If you want to increase profitability (and you’d better friggin’ want to do that), you must first build efficiencies. Focusing solely on increasing sales is like setting up a bunch of rain barrels next to your house and doing some frantic rain dance in a loincloth while ignoring a massive water source beneath your feet.
Take Idaho, for example. Idahoans enjoy an average of seventeen inches of rainfall each year, twenty inches under the national average. Hence, 95 percent of the state’s water supply comes from underground. The 135-mile-long Big Lost River collects water from the Rocky Mountains as it winds through Idaho and then just disappears as it goes subterranean. The water from the Big Lost River, the Snake River, and other underground water sources collects in the Snake River Aquifer, which measures 400 miles wide. That is enough water to serve the majority of Idaho’s agricultural needs. So that Idaho spud you’re munching on is thanks to an underground water supply—not some rain dance Idahoans learned on the Internet (albeit Idahoans know how to get their funk on).
Why should you care about Idaho and its underground lakes? Because 95 percent of your company’s profitability is contingent on what goes on beneath the surface (after the sales), not what happens in the sky (the sales themselves). And it is what’s going on “underground” that will help you “find” gobs of money.
THE PROFIT SQUEEZE
A few years ago I was asked to keynote the Global Student Entrepreneur Awards in Washington, D.C., where leading collegiate entrepreneurs from all over the world gather and are recognized for their incredible impact. At breakfast on the morning of the event, I ended up sitting next to Greg Crabtree. Greg is the author of Simple Numbers, Straight Talk, Big Profits! Greg caught my attention immediately, talking with another gentleman at our table about college football. I inserted myself into their discussion (“Go Hokies!”), and soon enough the conversation drifted to entrepreneurs and profitability. I remember thinking: “Hold on—we are talking about college football and profitability. There is a God!”
After Greg recounted some information he shares in his book about how to maximize profitability, I asked, “Is there such a thing as too much profit? Is there a ceiling?”
“You always want to expand profit,” Greg replied. “In fact, you must, because there are outside forces that will continually take your profitability away—your competition. As you find ways to increase profitability, or even if you don’t, your competition is doing the same. Everyone is trying to become more profitable. And as businesses become more profitable, the competitive pressure sets in and prices drop to attract more customers.

Given material:
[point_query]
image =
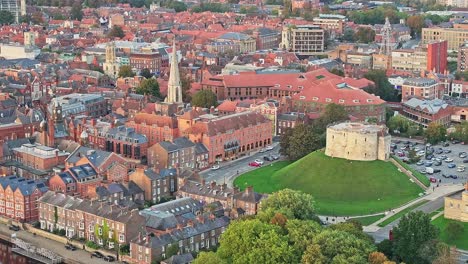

Set exercise A: Reproduce the passage on profitability from "If you want" up to and including "beneath your feet.".
Set exercise B: According to the passage on profitability, how wide is the Snake River Aquifer?
Set exercise C: List every geographic place or natural feature named in the passage on profitability.

Full output A:
If you want to increase profitability (and you’d better friggin’ want to do that), you must first build efficiencies. Focusing solely on increasing sales is like setting up a bunch of rain barrels next to your house and doing some frantic rain dance in a loincloth while ignoring a massive water source beneath your feet.

Full output B: 400 miles wide.

Full output C:
- Idaho
- Big Lost River
- Rocky Mountains
- Snake River
- Snake River Aquifer
- Washington, D.C.